Lines in the data below that contain the word "unit" are to be copied.

> _Recorded data_:
--- START ---

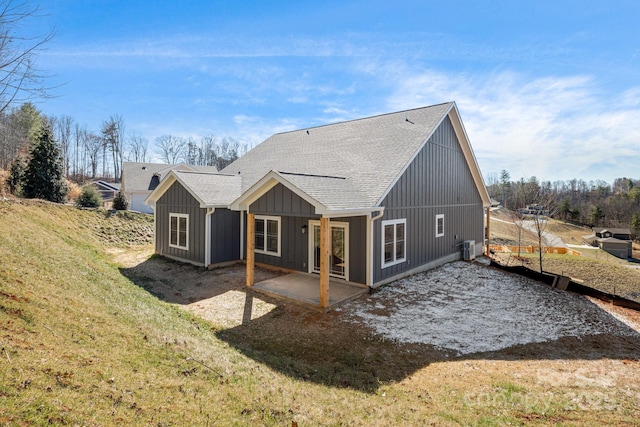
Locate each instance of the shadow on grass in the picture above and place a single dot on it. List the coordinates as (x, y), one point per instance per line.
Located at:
(324, 348)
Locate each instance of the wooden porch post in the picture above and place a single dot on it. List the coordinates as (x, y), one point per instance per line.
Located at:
(488, 236)
(251, 243)
(325, 248)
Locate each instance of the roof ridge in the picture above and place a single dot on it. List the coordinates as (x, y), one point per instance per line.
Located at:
(204, 173)
(310, 175)
(363, 118)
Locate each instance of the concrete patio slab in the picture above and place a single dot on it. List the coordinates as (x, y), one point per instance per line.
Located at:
(305, 288)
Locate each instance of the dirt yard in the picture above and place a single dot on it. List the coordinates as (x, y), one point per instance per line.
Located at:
(469, 316)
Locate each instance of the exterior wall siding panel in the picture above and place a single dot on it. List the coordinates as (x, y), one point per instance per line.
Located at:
(178, 200)
(225, 236)
(438, 181)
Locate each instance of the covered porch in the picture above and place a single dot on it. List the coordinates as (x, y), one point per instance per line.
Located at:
(304, 288)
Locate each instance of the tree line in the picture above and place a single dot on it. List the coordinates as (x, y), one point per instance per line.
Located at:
(592, 204)
(87, 154)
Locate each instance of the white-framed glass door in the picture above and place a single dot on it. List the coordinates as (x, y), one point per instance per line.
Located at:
(339, 258)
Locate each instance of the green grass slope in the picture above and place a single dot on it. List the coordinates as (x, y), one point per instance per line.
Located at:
(82, 345)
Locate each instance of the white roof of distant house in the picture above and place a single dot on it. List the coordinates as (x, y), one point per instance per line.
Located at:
(138, 177)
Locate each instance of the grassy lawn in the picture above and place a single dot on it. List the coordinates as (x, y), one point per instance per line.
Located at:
(82, 344)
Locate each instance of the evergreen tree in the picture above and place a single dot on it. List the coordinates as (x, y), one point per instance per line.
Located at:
(16, 175)
(89, 198)
(596, 215)
(635, 225)
(44, 177)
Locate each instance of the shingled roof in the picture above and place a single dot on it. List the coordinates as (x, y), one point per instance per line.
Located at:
(210, 189)
(352, 164)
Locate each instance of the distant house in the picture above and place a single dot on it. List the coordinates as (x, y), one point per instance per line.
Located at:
(107, 190)
(367, 201)
(616, 241)
(140, 179)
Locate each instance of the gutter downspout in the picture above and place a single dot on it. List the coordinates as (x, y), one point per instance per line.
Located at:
(207, 240)
(370, 220)
(242, 215)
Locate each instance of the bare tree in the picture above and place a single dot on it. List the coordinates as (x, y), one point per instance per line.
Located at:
(171, 149)
(20, 79)
(113, 139)
(63, 126)
(137, 147)
(92, 146)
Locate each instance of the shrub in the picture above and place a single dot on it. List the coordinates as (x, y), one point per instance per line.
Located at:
(89, 197)
(16, 175)
(120, 202)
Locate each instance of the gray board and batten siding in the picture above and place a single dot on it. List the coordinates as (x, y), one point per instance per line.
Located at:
(177, 199)
(294, 213)
(438, 181)
(225, 236)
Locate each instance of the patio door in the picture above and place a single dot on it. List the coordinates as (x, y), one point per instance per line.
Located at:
(339, 259)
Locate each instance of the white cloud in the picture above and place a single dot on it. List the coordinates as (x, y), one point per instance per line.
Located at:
(550, 127)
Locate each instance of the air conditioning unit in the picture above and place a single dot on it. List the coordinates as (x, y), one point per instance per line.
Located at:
(469, 250)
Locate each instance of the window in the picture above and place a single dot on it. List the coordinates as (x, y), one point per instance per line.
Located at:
(267, 235)
(394, 246)
(179, 231)
(440, 225)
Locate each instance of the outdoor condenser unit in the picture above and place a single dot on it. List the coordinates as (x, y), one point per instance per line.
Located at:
(469, 250)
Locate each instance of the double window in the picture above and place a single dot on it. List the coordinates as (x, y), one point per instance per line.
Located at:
(394, 247)
(267, 235)
(179, 231)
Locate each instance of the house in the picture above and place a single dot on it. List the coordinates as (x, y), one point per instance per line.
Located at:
(366, 201)
(107, 190)
(616, 241)
(140, 179)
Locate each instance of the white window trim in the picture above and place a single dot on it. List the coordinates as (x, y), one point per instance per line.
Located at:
(178, 246)
(311, 260)
(439, 217)
(399, 260)
(272, 218)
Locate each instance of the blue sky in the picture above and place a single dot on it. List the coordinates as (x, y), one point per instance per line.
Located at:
(545, 88)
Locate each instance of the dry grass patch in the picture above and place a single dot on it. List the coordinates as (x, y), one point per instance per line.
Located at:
(82, 344)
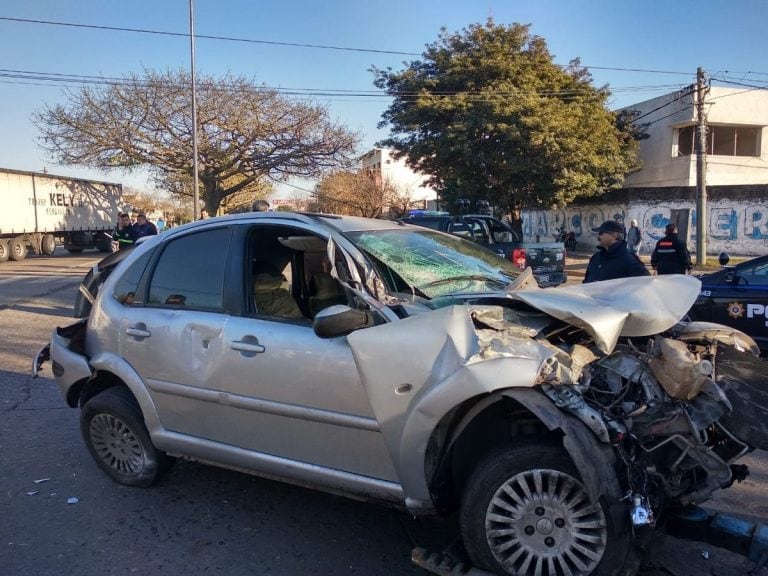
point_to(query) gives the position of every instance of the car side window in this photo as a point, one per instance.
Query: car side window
(126, 289)
(757, 274)
(190, 272)
(479, 232)
(460, 229)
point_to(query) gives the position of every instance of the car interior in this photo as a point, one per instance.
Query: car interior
(290, 274)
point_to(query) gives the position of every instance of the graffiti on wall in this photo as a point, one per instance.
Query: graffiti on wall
(738, 227)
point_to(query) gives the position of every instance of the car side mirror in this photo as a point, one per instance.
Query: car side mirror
(340, 320)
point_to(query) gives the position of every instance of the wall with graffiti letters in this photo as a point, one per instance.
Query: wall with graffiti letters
(739, 227)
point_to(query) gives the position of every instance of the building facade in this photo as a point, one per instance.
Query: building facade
(381, 163)
(736, 176)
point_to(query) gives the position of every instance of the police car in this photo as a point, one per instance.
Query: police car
(737, 296)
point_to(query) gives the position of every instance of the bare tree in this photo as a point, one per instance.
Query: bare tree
(247, 133)
(362, 193)
(352, 193)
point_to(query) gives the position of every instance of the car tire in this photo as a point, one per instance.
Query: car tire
(115, 434)
(525, 511)
(17, 248)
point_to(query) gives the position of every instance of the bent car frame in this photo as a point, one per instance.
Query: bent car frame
(398, 364)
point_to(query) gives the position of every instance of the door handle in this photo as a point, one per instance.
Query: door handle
(249, 346)
(138, 332)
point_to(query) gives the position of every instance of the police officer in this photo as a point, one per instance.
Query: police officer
(671, 255)
(143, 227)
(612, 259)
(124, 232)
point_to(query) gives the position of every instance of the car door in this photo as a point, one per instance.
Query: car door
(172, 326)
(739, 298)
(265, 383)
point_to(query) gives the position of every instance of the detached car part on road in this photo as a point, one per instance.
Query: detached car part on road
(399, 364)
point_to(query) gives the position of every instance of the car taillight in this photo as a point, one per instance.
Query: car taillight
(518, 258)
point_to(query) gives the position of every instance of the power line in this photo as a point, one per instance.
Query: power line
(82, 79)
(743, 84)
(205, 36)
(298, 44)
(680, 97)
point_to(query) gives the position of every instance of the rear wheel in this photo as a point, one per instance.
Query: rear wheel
(17, 248)
(115, 434)
(48, 244)
(525, 511)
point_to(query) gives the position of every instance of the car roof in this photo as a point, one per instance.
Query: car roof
(338, 222)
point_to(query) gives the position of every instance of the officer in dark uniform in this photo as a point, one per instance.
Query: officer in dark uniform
(613, 259)
(671, 255)
(124, 232)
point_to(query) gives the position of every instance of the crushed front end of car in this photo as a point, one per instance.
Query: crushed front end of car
(653, 412)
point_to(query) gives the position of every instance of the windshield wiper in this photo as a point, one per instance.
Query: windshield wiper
(472, 277)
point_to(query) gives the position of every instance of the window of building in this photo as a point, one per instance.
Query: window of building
(721, 141)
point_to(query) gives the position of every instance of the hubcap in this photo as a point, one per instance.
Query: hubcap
(541, 522)
(116, 444)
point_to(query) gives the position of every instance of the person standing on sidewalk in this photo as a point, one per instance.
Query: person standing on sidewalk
(612, 259)
(634, 238)
(124, 232)
(671, 255)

--- END ---

> _Output of the exercise_:
Locate each instance of the air conditioning unit in the picture above and place a single dot on it. List the coordinates as (x, y), one point per instance per line.
Locate each instance of the outdoor condenser unit in the picture above and place a single dot on it. List the coordinates as (x, y), one point per instance per line.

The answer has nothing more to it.